### Work request
Give back all the data exactly as it was written.
*** Opening of Material shown ***
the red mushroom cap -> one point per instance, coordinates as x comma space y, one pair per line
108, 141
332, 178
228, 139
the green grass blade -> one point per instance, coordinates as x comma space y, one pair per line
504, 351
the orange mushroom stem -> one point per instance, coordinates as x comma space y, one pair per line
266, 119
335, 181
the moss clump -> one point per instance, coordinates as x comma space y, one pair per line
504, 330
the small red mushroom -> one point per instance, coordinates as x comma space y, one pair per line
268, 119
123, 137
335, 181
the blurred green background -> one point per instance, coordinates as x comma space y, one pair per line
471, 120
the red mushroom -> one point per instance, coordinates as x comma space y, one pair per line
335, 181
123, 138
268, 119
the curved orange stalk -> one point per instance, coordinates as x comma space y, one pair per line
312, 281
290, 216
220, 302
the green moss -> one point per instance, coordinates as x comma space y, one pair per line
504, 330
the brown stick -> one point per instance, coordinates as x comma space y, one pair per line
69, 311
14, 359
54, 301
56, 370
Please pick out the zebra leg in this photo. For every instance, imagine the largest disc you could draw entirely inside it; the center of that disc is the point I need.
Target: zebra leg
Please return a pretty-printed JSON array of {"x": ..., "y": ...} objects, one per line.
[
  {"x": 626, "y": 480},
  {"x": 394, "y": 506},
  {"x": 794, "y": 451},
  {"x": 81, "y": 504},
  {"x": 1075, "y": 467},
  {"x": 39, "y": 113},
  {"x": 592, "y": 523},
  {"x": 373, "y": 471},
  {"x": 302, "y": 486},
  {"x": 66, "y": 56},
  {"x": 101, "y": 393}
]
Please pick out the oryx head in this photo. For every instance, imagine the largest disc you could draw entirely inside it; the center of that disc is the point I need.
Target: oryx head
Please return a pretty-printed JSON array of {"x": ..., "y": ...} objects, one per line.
*** Close of Material shown ***
### Answer to this exercise
the red mushroom cap -> one point per instance, coordinates as x comma space y, one pair per line
108, 141
332, 178
228, 139
the green grass blade -> one point per instance, coordinates as x comma space y, one pair per line
504, 351
the orange mushroom stem -> one point per instance, coordinates as x comma space y, one pair per line
266, 119
335, 181
the moss clump -> one point per instance, coordinates as x comma space y, one pair per line
504, 330
the small red mushroom -> one point per instance, coordinates as x comma space y, one pair per line
268, 119
123, 137
335, 181
the blurred green background -> one point per instance, coordinates as x comma space y, one pair per line
471, 120
the red mushroom -> one point per instance, coordinates as x comma space y, one pair per line
335, 181
123, 138
268, 119
the curved orange stalk -> one point per instance, coordinates as x comma space y, one pair per line
312, 281
290, 216
220, 302
the green moss -> one point per instance, coordinates as x comma space y, one pair per line
504, 330
the brown stick -> one point per instance, coordinates as x comma space y, one pair per line
69, 311
14, 359
54, 301
56, 370
Please pick out the zebra leg in this photo. For every instance, imagine the largest disc you could draw entirely inside it; the center of that disc is the point I need.
Target: zebra leg
Please return a pretty-printed JSON array of {"x": ..., "y": ...} objects, one per line.
[
  {"x": 626, "y": 480},
  {"x": 394, "y": 506},
  {"x": 794, "y": 451},
  {"x": 81, "y": 504},
  {"x": 1075, "y": 467},
  {"x": 39, "y": 113},
  {"x": 592, "y": 523},
  {"x": 373, "y": 471},
  {"x": 302, "y": 486},
  {"x": 66, "y": 56},
  {"x": 101, "y": 393}
]
Please pick out the oryx head in this photo. For every instance, imagine the largest disc you could draw entirely inside it; the center of that disc is the point I need.
Target: oryx head
Please return a pretty-printed JSON array of {"x": ..., "y": ...} objects, one per line.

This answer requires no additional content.